Prompt:
What lines below include the word "field"? Copy each one.

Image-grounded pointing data
************
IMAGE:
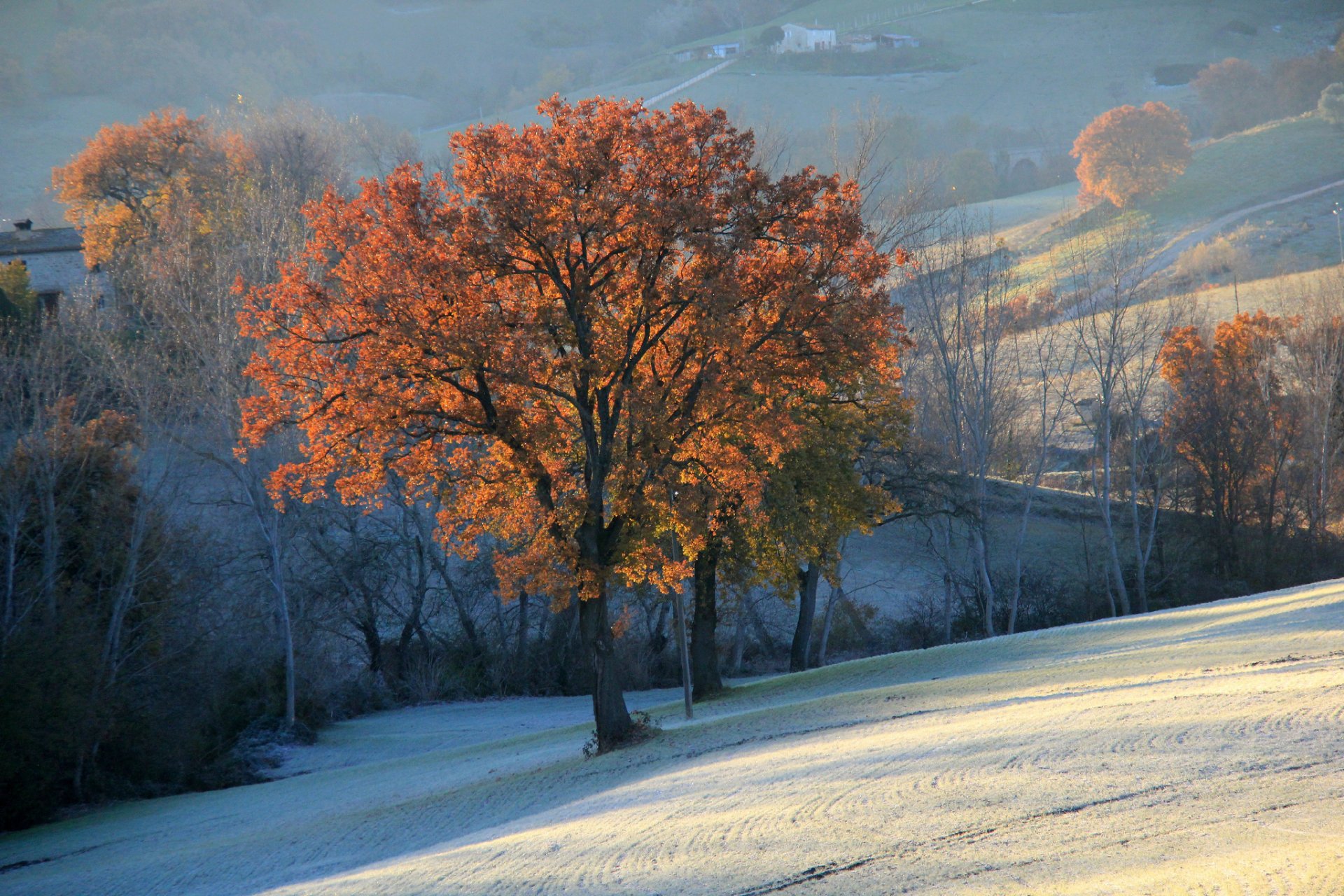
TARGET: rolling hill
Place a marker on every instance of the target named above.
(1194, 751)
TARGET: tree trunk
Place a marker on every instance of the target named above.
(825, 625)
(521, 675)
(705, 653)
(609, 713)
(739, 636)
(808, 578)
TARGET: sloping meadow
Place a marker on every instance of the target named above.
(1196, 750)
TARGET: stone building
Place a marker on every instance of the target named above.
(57, 270)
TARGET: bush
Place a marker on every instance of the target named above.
(1214, 258)
(1331, 106)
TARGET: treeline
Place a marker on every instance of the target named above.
(168, 621)
(1206, 457)
(1236, 94)
(171, 621)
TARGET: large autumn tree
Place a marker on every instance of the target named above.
(590, 315)
(1130, 152)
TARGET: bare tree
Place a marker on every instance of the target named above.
(1117, 326)
(958, 298)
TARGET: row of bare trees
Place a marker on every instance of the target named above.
(1091, 402)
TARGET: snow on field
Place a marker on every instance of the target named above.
(1194, 751)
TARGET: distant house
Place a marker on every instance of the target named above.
(897, 41)
(54, 258)
(858, 43)
(806, 39)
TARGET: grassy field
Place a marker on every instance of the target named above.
(1190, 751)
(1042, 65)
(1245, 168)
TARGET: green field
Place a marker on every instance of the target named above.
(1241, 169)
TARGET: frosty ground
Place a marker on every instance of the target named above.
(1195, 750)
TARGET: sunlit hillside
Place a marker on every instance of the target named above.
(1193, 751)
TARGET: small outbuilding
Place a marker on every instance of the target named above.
(892, 41)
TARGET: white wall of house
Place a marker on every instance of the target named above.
(804, 39)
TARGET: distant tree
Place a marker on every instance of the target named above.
(1300, 81)
(1237, 94)
(1331, 105)
(132, 179)
(1230, 421)
(18, 301)
(594, 312)
(1130, 152)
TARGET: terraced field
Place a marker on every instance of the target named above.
(1193, 751)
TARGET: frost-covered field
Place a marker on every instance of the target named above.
(1189, 751)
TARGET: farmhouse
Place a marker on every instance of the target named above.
(806, 39)
(54, 258)
(898, 41)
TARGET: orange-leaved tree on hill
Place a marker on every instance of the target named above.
(134, 179)
(1130, 152)
(1231, 421)
(590, 315)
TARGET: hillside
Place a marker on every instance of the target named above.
(1195, 750)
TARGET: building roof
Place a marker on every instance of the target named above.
(31, 242)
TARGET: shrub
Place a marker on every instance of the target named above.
************
Solution for this task:
TARGET: snow on field
TARGET: grassy field
TARGET: green field
TARGET: terraced field
TARGET: frost-covered field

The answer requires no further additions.